— START OF Document excerpt —

# Projections and Orthogonalisation

## Projections.

Say that we have a 2 dimensional vector and a point that does not lie in the column space of that vector. How do we best estimate this point such that the point lies in the column space of the vector?

The first thing we can note is that the dot product between the vector and the vector created between the point and the original vector will be 0.

$$a^T(b-\beta a) = 0$$

Where a is the original vector, b is the point, and beta is the scaling factor by which we estimate the best value of a. We then solve for beta to find this best scaling coefficient.

$$ \beta = \frac{a^Tb}{a^Ta}$$

In [1]:
import numpy as np
import matplotlib.pyplot as plt

plt.style.use("seaborn")

# Define vector a and point b
a = np.array([1, 2])
b = np.array([2, 2])

a, b

(array([1, 2]), array([2, 2]))

There is no way we can multiply a by a scalar to get b, hance it is not in the column space of a.

In [2]:
# find best a
beta = a.dot(b)/a.dot(a)

beta

1.2

In [3]:
beta * a

array([1.2, 2.4])

Hence, we can see that we've optimally estimated b using a.

### Projections in $R^N$
Now, how do we manage this using higher dimensions, we need to turn a into a matrix A and b into a vector with the same dimension as the number of rows in A. 

$$A^T(b-Ax) = 0$$

$$A^TAx = A^Tb$$

To find x we need to take the inverse of $A^TA$, this is possible because it is always a full rank square matrix.

$$x = (A^TA)^{-1}A^Tb$$

Thus, we have found our ideal weights in x in the same way.

In [4]:
X = np.random.randint(0, 100, size=(3, 2))

X

array([[21, 72],
       [25, 82],
       [73, 19]])

We can think of X as variables that can be summed together by some weights to give us our optimal estimates of some vector that does not lie in the column space.

In [5]:
y = np.random.randint(0, 100, size=(3, 1))

y

array([[77],
       [ 1],
       [39]])

In [6]:
weights = np.linalg.inv(X.T.dot(X)).dot(X.T).dot(y)

weights

array([[0.43665522],
       [0.34281468]])

In [7]:
y_pred = X.dot(weights)

y_pred

array([[33.8524166 ],
       [39.02718428],
       [38.3893102 ]])

## Orthogonalisation

One application of projections in this way is by decomposing a vector into its parallel components.

— END OF Document excerpt —
— START OF Data records —

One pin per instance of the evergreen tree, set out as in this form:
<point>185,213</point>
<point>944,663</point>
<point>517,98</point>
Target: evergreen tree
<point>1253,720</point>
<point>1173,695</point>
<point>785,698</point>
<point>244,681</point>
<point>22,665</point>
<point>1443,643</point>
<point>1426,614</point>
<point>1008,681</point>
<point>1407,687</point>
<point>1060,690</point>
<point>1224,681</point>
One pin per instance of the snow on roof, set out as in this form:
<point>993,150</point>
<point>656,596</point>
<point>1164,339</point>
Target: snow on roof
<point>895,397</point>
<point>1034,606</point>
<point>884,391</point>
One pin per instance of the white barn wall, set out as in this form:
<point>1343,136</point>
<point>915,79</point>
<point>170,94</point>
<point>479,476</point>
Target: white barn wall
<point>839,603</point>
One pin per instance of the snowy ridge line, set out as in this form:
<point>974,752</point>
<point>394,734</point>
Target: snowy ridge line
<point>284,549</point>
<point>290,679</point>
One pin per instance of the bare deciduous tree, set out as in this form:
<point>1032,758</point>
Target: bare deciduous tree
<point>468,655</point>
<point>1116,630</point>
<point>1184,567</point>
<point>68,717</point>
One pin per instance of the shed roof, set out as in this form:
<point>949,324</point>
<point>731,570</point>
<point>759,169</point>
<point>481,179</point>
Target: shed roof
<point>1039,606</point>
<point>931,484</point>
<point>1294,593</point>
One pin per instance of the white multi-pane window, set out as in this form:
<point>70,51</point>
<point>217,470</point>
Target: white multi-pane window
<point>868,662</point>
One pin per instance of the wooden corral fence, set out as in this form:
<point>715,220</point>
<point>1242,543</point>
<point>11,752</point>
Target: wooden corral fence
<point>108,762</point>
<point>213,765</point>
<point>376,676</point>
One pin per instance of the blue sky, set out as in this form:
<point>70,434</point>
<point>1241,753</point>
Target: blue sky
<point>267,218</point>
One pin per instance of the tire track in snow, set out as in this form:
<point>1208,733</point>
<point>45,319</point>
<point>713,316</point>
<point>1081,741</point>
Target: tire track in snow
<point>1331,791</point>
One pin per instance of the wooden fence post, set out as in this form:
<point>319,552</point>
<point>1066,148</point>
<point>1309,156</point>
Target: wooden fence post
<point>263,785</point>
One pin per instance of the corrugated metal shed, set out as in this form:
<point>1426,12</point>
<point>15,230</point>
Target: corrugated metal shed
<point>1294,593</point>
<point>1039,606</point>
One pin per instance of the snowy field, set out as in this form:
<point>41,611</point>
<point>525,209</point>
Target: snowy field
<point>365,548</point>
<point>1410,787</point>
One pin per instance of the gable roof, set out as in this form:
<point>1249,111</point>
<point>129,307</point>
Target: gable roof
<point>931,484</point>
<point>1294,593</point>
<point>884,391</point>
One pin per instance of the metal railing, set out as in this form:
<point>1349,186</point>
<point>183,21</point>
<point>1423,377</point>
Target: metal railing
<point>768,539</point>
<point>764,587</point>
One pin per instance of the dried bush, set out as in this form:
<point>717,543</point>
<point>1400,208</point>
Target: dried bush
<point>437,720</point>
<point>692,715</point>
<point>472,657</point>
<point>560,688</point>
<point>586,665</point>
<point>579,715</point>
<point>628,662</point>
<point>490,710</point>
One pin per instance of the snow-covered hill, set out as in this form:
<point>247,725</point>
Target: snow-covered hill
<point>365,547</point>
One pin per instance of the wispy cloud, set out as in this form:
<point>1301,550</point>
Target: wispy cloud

— END OF Data records —

Stated goal 1:
Answer these about the projections page:
(a) What value of beta does the code compute for a = [1, 2] and b = [2, 2]?
(b) What shape does the code give the random matrix X?
(c) Under the heading on orthogonalisation, what application of projections is named?
Stated goal 2:
Write out verbatim the stretch of the projections page from "## Projections." through "best scaling coefficient.".

Final result 1:
(a) 1.2
(b) 3 rows by 2 columns, size=(3, 2)
(c) Decomposing a vector into its parallel components

Final result 2:
## Projections.

Say that we have a 2 dimensional vector and a point that does not lie in the column space of that vector. How do we best estimate this point such that the point lies in the column space of the vector?

The first thing we can note is that the dot product between the vector and the vector created between the point and the original vector will be 0.

$$a^T(b-\beta a) = 0$$

Where a is the original vector, b is the point, and beta is the scaling factor by which we estimate the best value of a. We then solve for beta to find this best scaling coefficient.